* What you have to do *
Set down the material once more, exactly as it appears.

* Input rows *
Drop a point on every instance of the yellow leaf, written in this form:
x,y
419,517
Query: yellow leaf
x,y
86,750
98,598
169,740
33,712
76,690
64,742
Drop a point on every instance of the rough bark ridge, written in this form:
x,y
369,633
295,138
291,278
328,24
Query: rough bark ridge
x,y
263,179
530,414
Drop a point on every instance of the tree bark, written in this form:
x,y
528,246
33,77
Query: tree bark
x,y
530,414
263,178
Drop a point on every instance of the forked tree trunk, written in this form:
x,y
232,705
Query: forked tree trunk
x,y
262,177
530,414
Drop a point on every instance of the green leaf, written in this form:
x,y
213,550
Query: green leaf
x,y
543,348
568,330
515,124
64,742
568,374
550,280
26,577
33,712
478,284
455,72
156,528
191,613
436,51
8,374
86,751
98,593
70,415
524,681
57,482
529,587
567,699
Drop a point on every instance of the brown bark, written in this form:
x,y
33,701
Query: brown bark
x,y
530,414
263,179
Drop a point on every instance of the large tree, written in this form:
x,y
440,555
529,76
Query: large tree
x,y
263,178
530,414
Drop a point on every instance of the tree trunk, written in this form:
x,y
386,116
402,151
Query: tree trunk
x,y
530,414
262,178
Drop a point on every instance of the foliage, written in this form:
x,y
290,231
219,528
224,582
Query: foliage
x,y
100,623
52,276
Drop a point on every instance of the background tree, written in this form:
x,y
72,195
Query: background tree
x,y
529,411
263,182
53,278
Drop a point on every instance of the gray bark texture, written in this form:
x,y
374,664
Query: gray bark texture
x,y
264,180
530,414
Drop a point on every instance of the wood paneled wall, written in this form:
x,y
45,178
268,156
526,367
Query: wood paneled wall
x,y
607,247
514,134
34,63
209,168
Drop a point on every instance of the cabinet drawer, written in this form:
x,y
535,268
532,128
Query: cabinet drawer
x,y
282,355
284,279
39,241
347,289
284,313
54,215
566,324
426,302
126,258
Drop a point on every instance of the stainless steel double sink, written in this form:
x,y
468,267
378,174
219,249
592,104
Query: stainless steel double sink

* Complete answer *
Drop a point on every instance of the yellow leaf, written in this form:
x,y
419,517
Query: yellow leaf
x,y
86,750
98,598
169,740
33,712
76,690
64,742
Drop a point on every instance of the rough bark ridge, written in this form:
x,y
369,633
295,138
291,278
328,24
Query: rough bark ridge
x,y
263,179
530,414
Drop a point on every instance of the tree bark, written in this form:
x,y
528,246
33,77
Query: tree bark
x,y
530,414
263,178
Drop a point on every instance of the forked tree trunk, written in this form:
x,y
232,705
Query: forked tree trunk
x,y
262,177
530,414
Drop a point on every instance of the green leaf, written in this form:
x,y
213,550
Query: green leaf
x,y
543,348
568,330
515,124
64,742
568,374
550,280
26,577
33,712
478,284
455,72
156,528
191,613
436,51
8,374
86,751
98,593
70,415
524,681
57,482
529,587
567,699
Drop a point on every instance of the brown bark, written in this form:
x,y
33,701
Query: brown bark
x,y
530,414
263,179
Drop a point on every instance of the large tree, written in this form:
x,y
440,555
529,76
Query: large tree
x,y
263,178
530,414
Drop a point on every instance of the tree trunk, written in this form:
x,y
386,116
402,151
Query: tree trunk
x,y
530,414
262,178
Drop a point on every instance of the foliage, written in this form:
x,y
290,231
219,528
224,582
Query: foliage
x,y
100,623
52,276
Drop a point on every instance of the background tree, written in this form:
x,y
72,195
Query: background tree
x,y
529,411
263,182
53,278
Drop a point on every instance of the gray bark texture, written in this form:
x,y
374,664
Query: gray bark texture
x,y
264,180
530,414
Drop a point on every instance of the wood paneled wall, written in this form:
x,y
45,178
268,156
526,367
Query: wood paneled wall
x,y
607,247
514,134
34,63
209,168
Drop a point on every instance of the cabinet drawer, written in this form:
x,y
535,268
532,128
Query: cabinet drawer
x,y
282,355
284,279
39,241
347,289
284,313
54,215
566,324
426,302
126,258
Drop a point on every instance of the stainless steel double sink, written in this form:
x,y
468,267
378,174
219,249
592,104
Query: stainless steel double sink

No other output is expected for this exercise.